Challenge: Give back every entry below word for word, with nothing changed.

Listed records:

● ● ● ● ●

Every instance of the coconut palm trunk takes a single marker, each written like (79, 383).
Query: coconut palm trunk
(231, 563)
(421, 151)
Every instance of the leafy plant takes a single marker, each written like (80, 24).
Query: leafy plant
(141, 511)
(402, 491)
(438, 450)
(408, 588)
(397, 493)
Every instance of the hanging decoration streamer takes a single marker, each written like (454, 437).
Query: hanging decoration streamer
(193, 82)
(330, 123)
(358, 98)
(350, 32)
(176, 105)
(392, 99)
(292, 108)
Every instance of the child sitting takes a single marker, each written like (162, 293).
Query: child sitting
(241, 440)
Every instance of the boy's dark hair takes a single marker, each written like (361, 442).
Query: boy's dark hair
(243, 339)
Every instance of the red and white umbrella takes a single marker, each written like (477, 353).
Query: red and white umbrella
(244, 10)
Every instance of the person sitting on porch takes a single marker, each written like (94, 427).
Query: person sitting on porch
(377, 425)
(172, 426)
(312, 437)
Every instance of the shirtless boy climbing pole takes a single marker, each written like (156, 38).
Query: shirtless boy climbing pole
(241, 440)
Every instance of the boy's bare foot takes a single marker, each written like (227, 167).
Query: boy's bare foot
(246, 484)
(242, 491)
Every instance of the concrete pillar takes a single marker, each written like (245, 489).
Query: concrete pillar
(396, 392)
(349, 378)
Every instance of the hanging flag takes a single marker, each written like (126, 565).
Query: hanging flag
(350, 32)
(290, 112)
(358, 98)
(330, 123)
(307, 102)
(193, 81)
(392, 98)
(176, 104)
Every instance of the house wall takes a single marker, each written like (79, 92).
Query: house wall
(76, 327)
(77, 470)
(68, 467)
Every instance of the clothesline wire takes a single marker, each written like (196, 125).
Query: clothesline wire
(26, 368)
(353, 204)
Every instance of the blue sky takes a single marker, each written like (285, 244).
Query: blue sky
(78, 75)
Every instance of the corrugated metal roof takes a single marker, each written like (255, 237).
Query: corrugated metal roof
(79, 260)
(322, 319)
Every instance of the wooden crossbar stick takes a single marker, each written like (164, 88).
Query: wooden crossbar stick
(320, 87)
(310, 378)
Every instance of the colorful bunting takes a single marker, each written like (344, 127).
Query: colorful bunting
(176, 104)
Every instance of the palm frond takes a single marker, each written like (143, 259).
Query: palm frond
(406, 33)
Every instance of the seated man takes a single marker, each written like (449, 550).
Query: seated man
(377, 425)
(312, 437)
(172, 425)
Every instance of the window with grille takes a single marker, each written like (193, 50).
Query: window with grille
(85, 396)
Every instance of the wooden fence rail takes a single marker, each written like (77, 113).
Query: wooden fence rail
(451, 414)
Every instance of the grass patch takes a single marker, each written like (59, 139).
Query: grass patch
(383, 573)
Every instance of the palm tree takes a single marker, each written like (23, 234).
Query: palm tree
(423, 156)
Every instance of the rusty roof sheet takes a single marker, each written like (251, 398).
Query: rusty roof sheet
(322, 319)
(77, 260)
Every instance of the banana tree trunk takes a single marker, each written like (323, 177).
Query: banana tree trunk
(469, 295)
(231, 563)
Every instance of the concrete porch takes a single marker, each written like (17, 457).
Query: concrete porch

● ● ● ● ●

Exercise answer:
Every instance of the coconut palm trunk takes a single marker, each written like (79, 383).
Query: coconut palm trunk
(231, 563)
(421, 151)
Every instance of the leafy plant takes a single marker, each written like (80, 24).
Query: leafy plant
(141, 511)
(402, 491)
(438, 450)
(408, 588)
(397, 493)
Every instance of the hanging decoration streamer takes a single marker, each written like (454, 437).
Query: hanging decoration streamer
(193, 82)
(330, 123)
(358, 98)
(350, 32)
(176, 105)
(392, 99)
(292, 108)
Every instance of the child sitting takes a single marker, each written like (162, 293).
Query: child sitting
(241, 440)
Every instance of the boy's dark hair takes a single marker, each written like (361, 442).
Query: boy's dark hair
(243, 339)
Every instance of the red and white umbrella takes a single marker, each written like (477, 353).
Query: red and white umbrella
(244, 10)
Every instance of the person sitting on porch takes a single marker, each written like (94, 427).
Query: person sitting on porch
(377, 425)
(172, 426)
(312, 437)
Every instance of the shirtless boy climbing pole takes a single marker, each written like (156, 38).
Query: shirtless boy climbing pole
(241, 440)
Every instance of the boy's bare foot takes a single marker, each written like (227, 167).
Query: boy's bare foot
(246, 484)
(242, 491)
Every instance of the concrete pillar takes a single marker, each written like (245, 489).
Query: concrete pillar
(396, 392)
(349, 378)
Every instance of the hanging flag takes a single marker, each written like (126, 565).
Query: hanging flag
(350, 32)
(290, 112)
(358, 98)
(330, 123)
(307, 102)
(193, 81)
(392, 98)
(176, 104)
Every instance of the house wall takes a single marker, each written like (79, 92).
Query: house wall
(76, 327)
(77, 470)
(68, 467)
Every instance of the clothesline wire takes a single marker, each written like (196, 125).
Query: clothesline wire
(26, 368)
(353, 204)
Every instance of the blue sky takes a single marker, each written like (285, 244).
Query: blue sky
(78, 75)
Every instance of the corrugated metal roof takes a single marker, each written like (255, 237).
Query: corrugated metal roof
(79, 260)
(322, 319)
Every instance of the wooden crossbar stick takes a single marker, each written like (164, 88).
Query: wooden crossbar stick
(320, 87)
(310, 378)
Every instance of the colorful bunting takes a single marker, each written like (344, 127).
Query: colorful bunting
(176, 104)
Every instance of the palm frond takes a single marker, each written like (143, 259).
Query: palm frond
(406, 33)
Every instance of the seated man takes a single marker, each written like (449, 550).
Query: seated man
(377, 425)
(312, 437)
(172, 425)
Every instance of the window with grille takes a single marker, each written like (193, 50).
Query: window with grille
(85, 396)
Every instance of the wooden fence rail takes a single marker, each written like (77, 113).
Query: wooden fence rail
(451, 414)
Every instance of the grass patch takes a single marker, each written like (59, 139).
Query: grass patch
(383, 573)
Every instance of the palm tree takes a single marker, each written like (23, 234).
Query: palm tree
(423, 156)
Every instance of the rusty roof sheet takes a single marker, each written like (251, 398).
Query: rusty roof sheet
(322, 319)
(77, 260)
Every instance of the banana tree trunk takes a single marker, each written like (323, 177).
Query: banana tree trunk
(469, 295)
(231, 563)
Every instance of the concrete porch takes a single marker, each written like (17, 457).
Query: concrete porch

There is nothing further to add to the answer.